▶ **Source material**:
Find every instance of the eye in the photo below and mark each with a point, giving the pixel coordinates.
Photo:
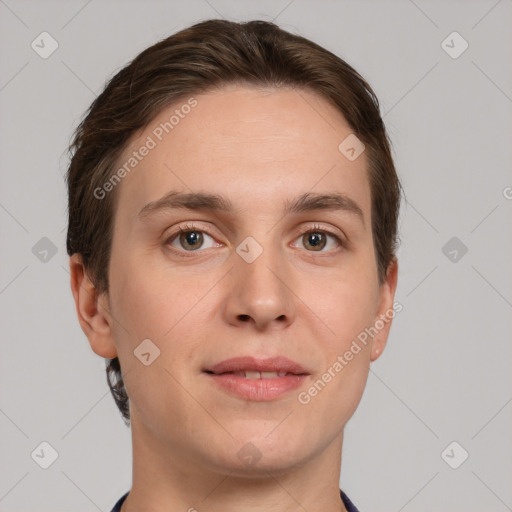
(316, 239)
(191, 239)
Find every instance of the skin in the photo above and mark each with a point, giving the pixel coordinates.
(257, 147)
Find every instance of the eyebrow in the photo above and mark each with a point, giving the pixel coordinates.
(200, 201)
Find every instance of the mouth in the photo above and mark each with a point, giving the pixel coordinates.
(257, 379)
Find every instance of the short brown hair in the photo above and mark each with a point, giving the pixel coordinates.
(206, 55)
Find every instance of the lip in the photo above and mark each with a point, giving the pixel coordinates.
(262, 389)
(271, 364)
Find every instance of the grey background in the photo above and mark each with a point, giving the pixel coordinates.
(445, 375)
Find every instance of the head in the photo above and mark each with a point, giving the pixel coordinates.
(254, 114)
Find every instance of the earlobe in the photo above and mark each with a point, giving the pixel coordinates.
(92, 310)
(386, 311)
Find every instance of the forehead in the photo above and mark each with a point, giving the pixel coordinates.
(258, 146)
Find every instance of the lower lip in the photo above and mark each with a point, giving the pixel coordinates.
(259, 390)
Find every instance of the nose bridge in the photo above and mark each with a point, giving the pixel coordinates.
(260, 289)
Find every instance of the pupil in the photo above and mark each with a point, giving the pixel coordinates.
(191, 238)
(315, 240)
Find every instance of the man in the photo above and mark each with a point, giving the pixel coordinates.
(233, 212)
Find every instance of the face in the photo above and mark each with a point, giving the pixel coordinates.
(278, 274)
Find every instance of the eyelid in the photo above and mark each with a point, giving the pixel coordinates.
(316, 228)
(191, 226)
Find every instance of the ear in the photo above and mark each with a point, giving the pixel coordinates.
(386, 312)
(92, 310)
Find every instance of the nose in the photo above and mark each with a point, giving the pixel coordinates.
(260, 294)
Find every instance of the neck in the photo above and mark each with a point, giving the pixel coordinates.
(166, 479)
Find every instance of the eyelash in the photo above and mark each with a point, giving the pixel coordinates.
(191, 227)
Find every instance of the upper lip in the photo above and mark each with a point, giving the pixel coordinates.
(248, 363)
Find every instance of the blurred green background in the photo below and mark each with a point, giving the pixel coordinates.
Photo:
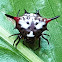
(47, 9)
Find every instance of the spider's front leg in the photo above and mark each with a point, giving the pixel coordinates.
(19, 38)
(45, 38)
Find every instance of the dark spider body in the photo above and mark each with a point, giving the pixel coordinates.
(31, 27)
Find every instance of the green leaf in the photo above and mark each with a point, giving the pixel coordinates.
(47, 53)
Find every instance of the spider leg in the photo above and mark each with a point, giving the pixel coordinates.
(15, 40)
(18, 13)
(45, 39)
(18, 41)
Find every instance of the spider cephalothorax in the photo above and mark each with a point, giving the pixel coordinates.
(31, 26)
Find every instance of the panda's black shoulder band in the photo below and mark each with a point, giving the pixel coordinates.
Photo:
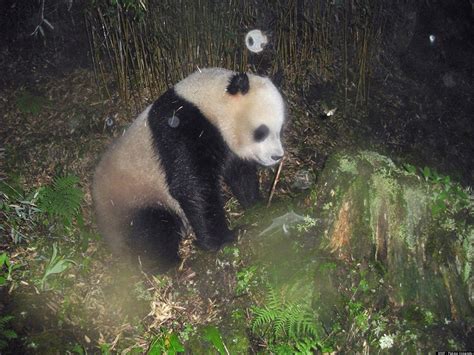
(238, 83)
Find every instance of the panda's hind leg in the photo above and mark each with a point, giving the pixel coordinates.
(155, 235)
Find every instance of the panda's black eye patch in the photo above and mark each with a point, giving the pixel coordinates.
(261, 133)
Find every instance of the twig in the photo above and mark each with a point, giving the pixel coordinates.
(275, 181)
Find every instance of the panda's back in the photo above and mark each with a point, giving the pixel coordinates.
(128, 178)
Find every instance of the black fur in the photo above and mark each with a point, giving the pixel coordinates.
(195, 157)
(148, 223)
(239, 83)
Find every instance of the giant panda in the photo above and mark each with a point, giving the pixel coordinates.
(162, 178)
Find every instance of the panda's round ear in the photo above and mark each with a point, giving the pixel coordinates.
(239, 83)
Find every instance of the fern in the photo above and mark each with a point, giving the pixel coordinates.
(62, 199)
(283, 321)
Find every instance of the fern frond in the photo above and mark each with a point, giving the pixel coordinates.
(62, 199)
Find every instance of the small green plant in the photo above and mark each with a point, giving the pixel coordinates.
(307, 224)
(6, 269)
(245, 277)
(166, 343)
(213, 335)
(62, 199)
(286, 326)
(6, 333)
(56, 265)
(18, 212)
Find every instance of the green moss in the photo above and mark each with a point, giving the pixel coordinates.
(415, 203)
(347, 165)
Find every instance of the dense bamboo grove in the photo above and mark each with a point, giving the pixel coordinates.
(149, 45)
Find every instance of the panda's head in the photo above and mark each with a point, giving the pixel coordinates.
(247, 109)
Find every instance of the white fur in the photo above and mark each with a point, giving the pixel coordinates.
(128, 177)
(237, 116)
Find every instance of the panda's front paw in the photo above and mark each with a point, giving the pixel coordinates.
(215, 243)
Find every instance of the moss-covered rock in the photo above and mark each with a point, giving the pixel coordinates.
(379, 212)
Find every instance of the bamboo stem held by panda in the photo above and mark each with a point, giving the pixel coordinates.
(275, 181)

▶ **Work to be completed**: The material above holds pictures; copy everything else in it exactly.

▶ **Complete output**:
Find every instance of the eye in the photo below and mark each with a point, giving the pixel coordinates.
Photo:
(316, 239)
(191, 239)
Find every instance of the skin in the photo above and mark each with a point, giving the pixel coordinates.
(257, 147)
Find every instance of the eyebrow in the photo above and mark each with a point, giving the pixel coordinates.
(200, 201)
Find every instance of the mouth in the photo above and mark each with a point, giving the pixel coordinates.
(257, 379)
Find every instance of the short brown hair in the photo above and mark each with a point, giving the pixel coordinates.
(206, 55)
Find every instance of the lip in the photo above and mark each with a point, giving the pixel coordinates.
(262, 389)
(271, 364)
Find every instance of the grey background in the photo above and mark each with a point, giving the pixel coordinates.
(445, 375)
Find every instance of the head in the photo above and mark each with a point, giving the pixel coordinates.
(254, 114)
Find every instance of the earlobe in the photo above and mark each with a point, giving the pixel coordinates.
(92, 310)
(386, 311)
Find every instance of the forehead in the photo above and mark each with a point, giving the pixel coordinates.
(258, 146)
Find every instance of the lower lip in the photo above and mark each with a point, giving the pixel coordinates.
(259, 390)
Find every instance of the nose bridge in the photo above and mark each with a point, giving the pixel coordinates.
(260, 289)
Find every instance of the pupil in the photo above and mark each with a point, giving the pixel coordinates.
(191, 238)
(315, 240)
Find every instance of the man in the photo above and mark each with a point, giving the pixel coordinates.
(233, 212)
Find every instance of the face in the photo above and mark each with a point, giving the pixel coordinates.
(278, 274)
Find every instance of the eyelid in the photo above and mark each with a point, giving the pixel coordinates.
(316, 228)
(191, 226)
Find every instance of the ear in the photo above and mark each with a point, giving the pixel coordinates.
(386, 312)
(92, 310)
Find every instance of the nose in the photo above and mark each with a point, giving the pixel coordinates.
(260, 294)
Find every instance of the neck in the photo above and mark each with a point, giving the pixel coordinates.
(166, 479)
Find every instance of the eyelash in the photo above and mark each with a point, giving the pixel coordinates.
(191, 227)
Find every instance of the upper lip in the photo above and mark each with a point, giving the pixel coordinates.
(248, 363)
Find every instance of the blurred green background in the photo below and mark each with a point, giving the pixel coordinates.
Photo:
(47, 9)
Find every instance of the spider's front leg in the photo above and mark each with a point, giving the pixel coordinates.
(19, 38)
(45, 38)
Find every instance of the dark spider body in the photo above and mark each with a point, giving the pixel coordinates.
(31, 27)
Find every instance of the green leaf in the photo above and mark each with a point, giving the pixel coordinates.
(47, 53)
Find every instance of the spider leg in the photo above and mark each with a point, giving the pixel coordinates.
(15, 40)
(18, 13)
(45, 39)
(18, 41)
Find every instance of the spider cephalothorax in the photo above and mark each with a point, giving the pixel coordinates.
(31, 26)
Find every instance of the panda's black shoulder band in the photo below and mark each with a point, giving the pixel coordinates.
Photo:
(238, 83)
Find every instance of the panda's hind leg in the photo above and mark each with a point, giving the pixel coordinates.
(155, 235)
Find every instance of the panda's black eye patch in the photo above and mark each with a point, giving the pixel coordinates.
(261, 133)
Find every instance of the twig in the photo above and mark each with a point, giving the pixel coordinates.
(275, 181)
Find every instance of the panda's back in the photo above and mark each with a point, giving the pixel coordinates.
(128, 178)
Find every instance of the black fur in the photo above and mark each with a point, giving the pixel coordinates.
(195, 157)
(148, 223)
(239, 83)
Find every instance of the giant panda in the photo above and mark each with a point, giving the pixel coordinates.
(162, 178)
Find every instance of the panda's round ear in the photo above and mark each with a point, giving the pixel coordinates.
(239, 83)
Find every instance of the fern in the photo above and mark each with a point, giving the pixel coordinates.
(62, 199)
(283, 321)
Find every instance of the fern frond in the photo above and mark each with a point, giving the pixel coordinates.
(62, 199)
Find every instance of the small green plant in the photo above and mark each with a point, giving the pixel coordinates.
(307, 224)
(6, 269)
(245, 277)
(166, 343)
(213, 335)
(62, 199)
(286, 326)
(6, 333)
(56, 265)
(18, 212)
Find every instance of the green moss in the photo above and mark each with a point, giving the pixel coordinates.
(415, 203)
(347, 165)
Find every instance of the dense bamboo grove in the photo above and mark each with a point, giving the pixel coordinates.
(149, 45)
Find every instance of the panda's head in the photo above and mark each with a point, giving the pixel coordinates.
(247, 109)
Find every instance of the white fur in the photo above and mark each with a point, giving the pixel coordinates.
(128, 177)
(237, 116)
Find every instance of the panda's front paw in the photo above and mark each with a point, giving the pixel coordinates.
(215, 243)
Find every instance of the moss-covered rock in the photo above and mark each with a point, giving the pixel coordinates.
(379, 212)
Find every instance of the bamboo stem held by panda in the photo above and mark each with a point, giving the pixel coordinates.
(275, 181)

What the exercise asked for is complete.